[Problems to work on]
a. Reproduce the stretch of the Penticton court article from "Roy Winston Shannon" through "by the court.", swapping "RCMP" for "Royal Canadian Mounted Police".
b. Carry the Penticton court article forward from its final sentence.
BEGIN Source document
Warning: Some of the content within this article may be disturbing to some readers.
A Penticton man was deemed not criminally responsible due to a mental health issue after slicing another man’s throat open in 2021.
Roy Winston Shannon appeared in Penticton’s courts on June 16, for the continuation of his not criminally responsible hearing for charges of mischief, assault and attempted murder, where testimony from the psychiatrist was heard.
According to Dr. Anhouri, Shannon had been experiencing delusions that included auditory hallucinations and a belief that he was working for the RCMP, CIA and FBI at the time of the two incidents being heard by the court.
In May 2020, Shannon destroyed his room at Burdock House, including the bathroom and all the light fixtures, and ripped out the sprinkler head which caused substantial water damage to the building.
He was then seen on surveillance footage with a hatchet in his hands entering the common area, smashing something on the wall with it, before carrying on outside while making a swinging motion before he was ultimately arrested.
Following a stay at the psychiatric hospital, he was prescribed anti-psychotic medication.
END Source document
BEGIN The data
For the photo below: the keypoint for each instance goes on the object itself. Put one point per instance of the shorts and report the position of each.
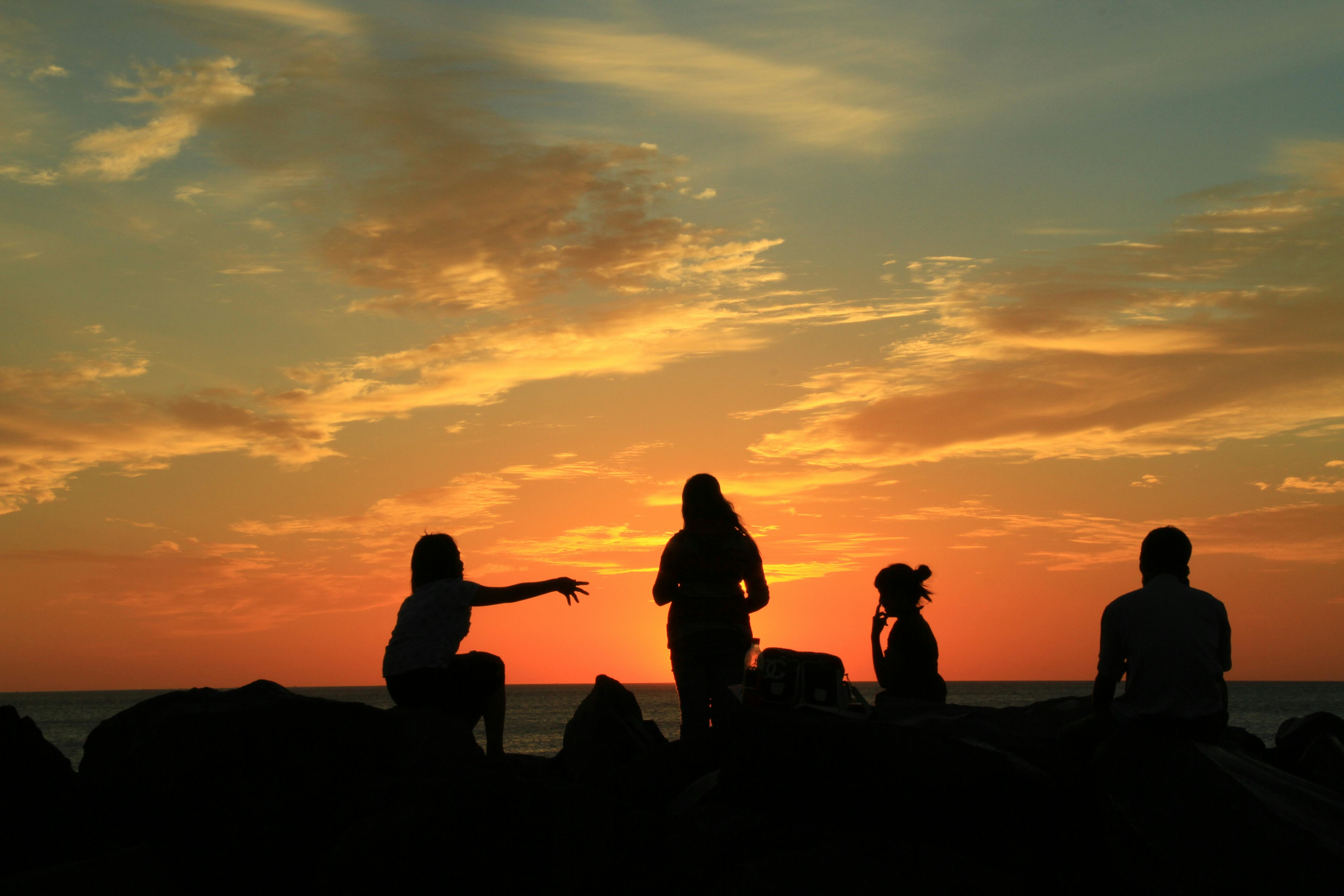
(460, 690)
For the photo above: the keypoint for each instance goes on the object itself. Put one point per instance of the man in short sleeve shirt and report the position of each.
(1171, 643)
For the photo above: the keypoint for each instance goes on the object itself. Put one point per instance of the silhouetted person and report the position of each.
(911, 667)
(423, 666)
(1171, 643)
(709, 624)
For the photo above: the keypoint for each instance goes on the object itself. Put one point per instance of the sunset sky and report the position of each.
(990, 287)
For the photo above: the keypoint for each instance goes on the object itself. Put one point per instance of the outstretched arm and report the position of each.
(488, 597)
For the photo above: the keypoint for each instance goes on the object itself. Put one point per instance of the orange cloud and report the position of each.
(1299, 533)
(1120, 350)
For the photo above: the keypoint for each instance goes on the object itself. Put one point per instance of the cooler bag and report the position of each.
(800, 679)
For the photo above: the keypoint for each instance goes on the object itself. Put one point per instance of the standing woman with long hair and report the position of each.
(701, 576)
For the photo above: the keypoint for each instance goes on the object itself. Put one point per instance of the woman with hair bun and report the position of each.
(701, 576)
(911, 667)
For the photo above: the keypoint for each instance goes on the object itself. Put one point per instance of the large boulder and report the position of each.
(828, 790)
(608, 730)
(1314, 747)
(256, 764)
(38, 809)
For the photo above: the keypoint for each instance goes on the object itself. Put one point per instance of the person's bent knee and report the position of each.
(488, 667)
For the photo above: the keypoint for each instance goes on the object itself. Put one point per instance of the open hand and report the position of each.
(570, 589)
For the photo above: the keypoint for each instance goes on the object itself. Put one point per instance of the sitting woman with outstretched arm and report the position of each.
(423, 666)
(911, 666)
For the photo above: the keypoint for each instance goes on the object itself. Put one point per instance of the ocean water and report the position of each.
(537, 714)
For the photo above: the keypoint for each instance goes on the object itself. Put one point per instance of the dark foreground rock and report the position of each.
(608, 730)
(38, 801)
(205, 765)
(218, 792)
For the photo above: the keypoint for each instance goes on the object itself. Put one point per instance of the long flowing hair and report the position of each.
(703, 502)
(436, 557)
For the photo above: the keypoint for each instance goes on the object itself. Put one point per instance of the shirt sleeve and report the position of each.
(1115, 652)
(1225, 641)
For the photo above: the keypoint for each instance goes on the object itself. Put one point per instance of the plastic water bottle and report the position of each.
(753, 655)
(751, 684)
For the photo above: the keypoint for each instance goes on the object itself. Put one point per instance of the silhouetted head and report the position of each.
(902, 587)
(703, 502)
(436, 557)
(1166, 550)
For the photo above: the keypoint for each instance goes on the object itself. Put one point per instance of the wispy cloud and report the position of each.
(471, 496)
(1299, 533)
(1132, 348)
(296, 14)
(802, 104)
(183, 96)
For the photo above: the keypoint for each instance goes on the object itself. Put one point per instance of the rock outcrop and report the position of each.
(202, 790)
(38, 807)
(205, 765)
(608, 731)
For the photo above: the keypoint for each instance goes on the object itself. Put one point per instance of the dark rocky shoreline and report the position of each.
(209, 792)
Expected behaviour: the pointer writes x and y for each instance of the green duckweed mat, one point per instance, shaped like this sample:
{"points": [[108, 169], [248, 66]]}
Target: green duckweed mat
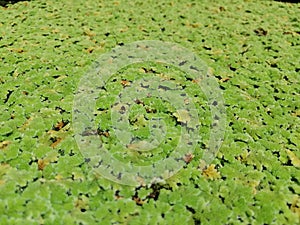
{"points": [[253, 48]]}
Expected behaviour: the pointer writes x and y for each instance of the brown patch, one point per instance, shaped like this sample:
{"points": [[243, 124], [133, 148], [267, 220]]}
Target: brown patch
{"points": [[42, 164], [260, 32], [210, 172], [56, 142], [188, 158], [225, 79], [4, 144], [60, 125], [138, 200], [125, 83]]}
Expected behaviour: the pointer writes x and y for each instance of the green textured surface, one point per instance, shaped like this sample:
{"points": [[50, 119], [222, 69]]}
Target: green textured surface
{"points": [[254, 50]]}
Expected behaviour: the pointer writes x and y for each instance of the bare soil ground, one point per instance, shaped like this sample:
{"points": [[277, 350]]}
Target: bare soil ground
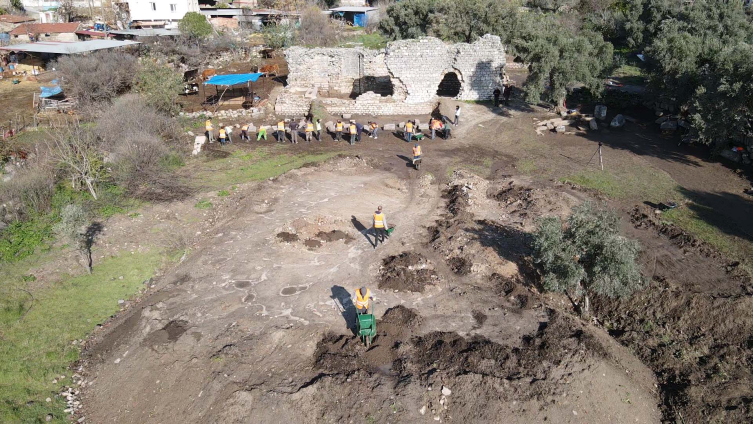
{"points": [[256, 323]]}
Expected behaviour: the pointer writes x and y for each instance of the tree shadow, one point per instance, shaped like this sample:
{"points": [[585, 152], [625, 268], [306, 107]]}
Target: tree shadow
{"points": [[509, 243], [348, 311], [90, 235], [728, 212], [361, 229]]}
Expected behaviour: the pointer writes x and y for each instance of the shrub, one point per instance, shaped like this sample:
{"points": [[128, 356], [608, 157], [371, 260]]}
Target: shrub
{"points": [[100, 76], [74, 226], [278, 35], [28, 193], [160, 86], [316, 30], [587, 256], [195, 25]]}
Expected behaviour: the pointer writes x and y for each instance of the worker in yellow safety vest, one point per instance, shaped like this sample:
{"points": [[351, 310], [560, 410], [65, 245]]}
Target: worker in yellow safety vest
{"points": [[362, 298], [210, 132], [244, 133], [223, 135], [338, 130], [281, 132], [353, 132], [309, 131], [380, 226], [408, 130]]}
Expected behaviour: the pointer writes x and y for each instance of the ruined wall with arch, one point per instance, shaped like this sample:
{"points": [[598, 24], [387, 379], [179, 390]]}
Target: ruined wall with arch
{"points": [[389, 81]]}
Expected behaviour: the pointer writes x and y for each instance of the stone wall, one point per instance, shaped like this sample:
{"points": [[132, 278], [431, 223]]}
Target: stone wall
{"points": [[406, 72]]}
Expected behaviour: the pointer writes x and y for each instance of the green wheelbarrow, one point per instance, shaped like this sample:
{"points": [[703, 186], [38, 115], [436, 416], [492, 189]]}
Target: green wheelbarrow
{"points": [[366, 328]]}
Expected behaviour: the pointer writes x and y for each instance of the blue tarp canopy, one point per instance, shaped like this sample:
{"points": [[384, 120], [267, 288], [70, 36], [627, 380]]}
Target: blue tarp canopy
{"points": [[232, 79], [50, 91]]}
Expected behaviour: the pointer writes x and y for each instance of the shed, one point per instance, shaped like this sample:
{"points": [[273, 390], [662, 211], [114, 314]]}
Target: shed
{"points": [[355, 15]]}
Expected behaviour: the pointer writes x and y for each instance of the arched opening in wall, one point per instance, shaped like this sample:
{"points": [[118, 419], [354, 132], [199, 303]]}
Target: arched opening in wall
{"points": [[379, 85], [449, 86]]}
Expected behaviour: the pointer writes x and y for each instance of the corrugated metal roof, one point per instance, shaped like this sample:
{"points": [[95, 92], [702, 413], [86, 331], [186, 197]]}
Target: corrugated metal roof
{"points": [[24, 29], [16, 19], [361, 9], [54, 47]]}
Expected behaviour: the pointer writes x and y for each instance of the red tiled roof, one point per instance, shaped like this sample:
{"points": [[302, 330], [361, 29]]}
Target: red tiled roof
{"points": [[45, 28], [16, 19]]}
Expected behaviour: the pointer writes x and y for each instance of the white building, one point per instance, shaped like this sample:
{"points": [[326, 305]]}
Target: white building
{"points": [[160, 13]]}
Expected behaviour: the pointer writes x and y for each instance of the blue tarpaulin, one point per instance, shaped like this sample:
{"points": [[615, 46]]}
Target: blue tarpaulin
{"points": [[50, 91], [232, 79]]}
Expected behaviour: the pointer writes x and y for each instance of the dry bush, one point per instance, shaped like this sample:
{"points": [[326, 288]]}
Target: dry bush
{"points": [[134, 135], [129, 116], [97, 77], [317, 30], [28, 193]]}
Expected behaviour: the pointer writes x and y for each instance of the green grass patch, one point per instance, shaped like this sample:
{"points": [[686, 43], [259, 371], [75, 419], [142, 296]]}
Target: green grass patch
{"points": [[734, 247], [37, 333], [203, 204], [637, 183]]}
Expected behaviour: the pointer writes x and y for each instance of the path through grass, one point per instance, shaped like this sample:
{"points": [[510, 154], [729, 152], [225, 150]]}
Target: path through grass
{"points": [[37, 329]]}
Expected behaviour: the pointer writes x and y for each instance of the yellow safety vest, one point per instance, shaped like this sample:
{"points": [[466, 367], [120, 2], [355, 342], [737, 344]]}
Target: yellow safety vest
{"points": [[379, 220], [362, 302]]}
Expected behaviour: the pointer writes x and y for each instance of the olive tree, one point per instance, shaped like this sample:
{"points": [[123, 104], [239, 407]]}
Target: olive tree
{"points": [[76, 228], [586, 256]]}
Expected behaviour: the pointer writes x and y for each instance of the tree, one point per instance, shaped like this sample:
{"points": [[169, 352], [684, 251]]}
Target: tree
{"points": [[408, 19], [560, 58], [66, 10], [96, 77], [195, 25], [316, 29], [722, 107], [160, 86], [467, 20], [75, 150], [588, 256], [76, 227], [278, 35]]}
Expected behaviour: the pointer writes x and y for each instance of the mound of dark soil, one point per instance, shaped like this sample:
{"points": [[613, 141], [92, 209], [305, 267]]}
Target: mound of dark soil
{"points": [[287, 237], [560, 347], [312, 244], [334, 235], [460, 266], [408, 271]]}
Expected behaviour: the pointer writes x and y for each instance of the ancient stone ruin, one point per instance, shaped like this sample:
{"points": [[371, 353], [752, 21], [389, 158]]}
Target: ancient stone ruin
{"points": [[407, 77]]}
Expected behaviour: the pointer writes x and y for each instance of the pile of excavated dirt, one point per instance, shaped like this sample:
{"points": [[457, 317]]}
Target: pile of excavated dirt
{"points": [[408, 271], [486, 372], [313, 235], [692, 324]]}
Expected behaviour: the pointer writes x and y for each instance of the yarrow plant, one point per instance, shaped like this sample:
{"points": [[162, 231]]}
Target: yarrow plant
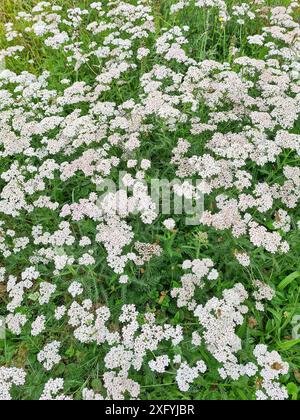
END The data
[Answers]
a.
Roy Winston Shannon appeared in Penticton’s courts on June 16, for the continuation of his not criminally responsible hearing for charges of mischief, assault and attempted murder, where testimony from the psychiatrist was heard.
According to Dr. Anhouri, Shannon had been experiencing delusions that included auditory hallucinations and a belief that he was working for the Royal Canadian Mounted Police, CIA and FBI at the time of the two incidents being heard by the court.

b.
In June 2021, Shannon was living in a room at the Carmi Motor Inn. On June 3, he left his room and walked up behind another man who was sitting on the communal balcony outside listening to music with headphones on.
Shannon pulled back the man’s head and slashed him from the ear to the throat. The cut stretched close to 15 centimetres and sliced through multiple muscles.
The victim was able to call for help and struggled while Shannon continue to stab him until another resident of the motel came out with a baseball bat and hit Shannon over the head.
According to additional testimony presented on June 16, the victim suffered severe and nearly fatal injuries from the attack.
If they had not received immediate medical attention, they would have certainly died, and as it was they required almost seven hours of emergency surgery to put back together the muscles of their neck.
Dr. Anhouri testified that while Shannon had initially presented as pleasant and polite, he did not demonstrate understanding of the circumstances of the offences he was charged with, expressing persecutory delusions, and immediately volunteered that “there were no charges against him, that he was a man of great wealth and that he had been working for the FBI and RCMP.”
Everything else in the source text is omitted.